* [TUGAS] Salin ulang seluruh bagian berita tentang saham Freeport mulai dari "Diemas Kresna Duta" terus ke bawah hingga "persiapan yang matang.", lalu tukar "Tembagapura" dengan "Timika".

* [TEKS DOKUMEN]
____________

Pemerintah Dinilai Setengah Hati Rebut Saham Freeport

Diemas Kresna Duta | CNN Indonesia
Senin, 31 Agu 2015 19:44 WIB
Pada Oktober 2015, Freeport diwajibkan melepas 10,64 persen sahamnya ke pemerintah dari total 30 persen saham yang harus dilepas ke publik nasional.
Kota Tembagapura, konsentrat yang digali Freeport berupa tembaga, emas dan perak, dan kegiatan operasional di tambang Papua. (Dok. Freeport)
Jakarta, CNN Indonesia -- Kalangan pengamat menilai pemerintah tak serius untuk mengambil alih saham sejumlah perusahaan tambang asing mengingat sampai saat ini belum punya kajian dan persiapan yang matang.

Salah satu perusahaan tambang yang mendapat sorotan adalah PT Freeport Indonesia (PTFI) yang pada Oktober 2015 harus melepas 10,64 persen sahamnya guna melengkapi 9,36 persen saham yang telah dikantongi pemerintah.  

Divestasi tersebut merupakan bagian dari kewajiban perseroan melepas 30 persen sahamnya ke nasional sesuai dengan amanat Peraturan Pemerintah (PP) Nomor 77 tahun 2014 tentang Pelaksanaan Kegiatan Usaha Pertambangan Mineral dan Batubara.

____________

Cuplikan data penunjukan:
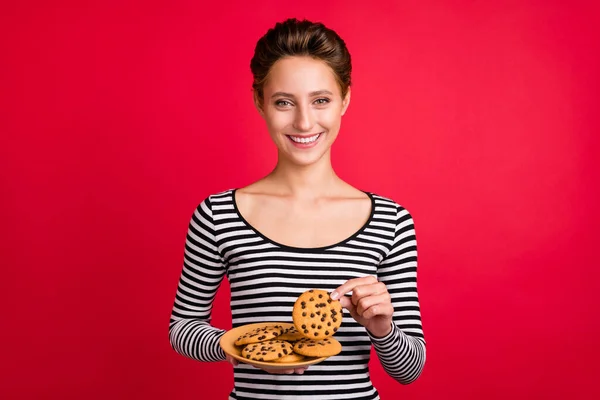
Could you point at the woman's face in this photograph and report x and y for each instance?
(303, 108)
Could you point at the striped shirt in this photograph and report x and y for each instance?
(266, 278)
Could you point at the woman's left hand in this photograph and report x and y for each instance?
(370, 304)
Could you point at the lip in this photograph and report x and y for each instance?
(305, 145)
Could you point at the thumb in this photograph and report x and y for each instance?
(346, 302)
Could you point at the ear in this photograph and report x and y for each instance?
(258, 103)
(346, 101)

____________

* [JAWABAN TUGAS]
Diemas Kresna Duta | CNN Indonesia
Senin, 31 Agu 2015 19:44 WIB
Pada Oktober 2015, Freeport diwajibkan melepas 10,64 persen sahamnya ke pemerintah dari total 30 persen saham yang harus dilepas ke publik nasional.
Kota Timika, konsentrat yang digali Freeport berupa tembaga, emas dan perak, dan kegiatan operasional di tambang Papua. (Dok. Freeport)
Jakarta, CNN Indonesia -- Kalangan pengamat menilai pemerintah tak serius untuk mengambil alih saham sejumlah perusahaan tambang asing mengingat sampai saat ini belum punya kajian dan persiapan yang matang.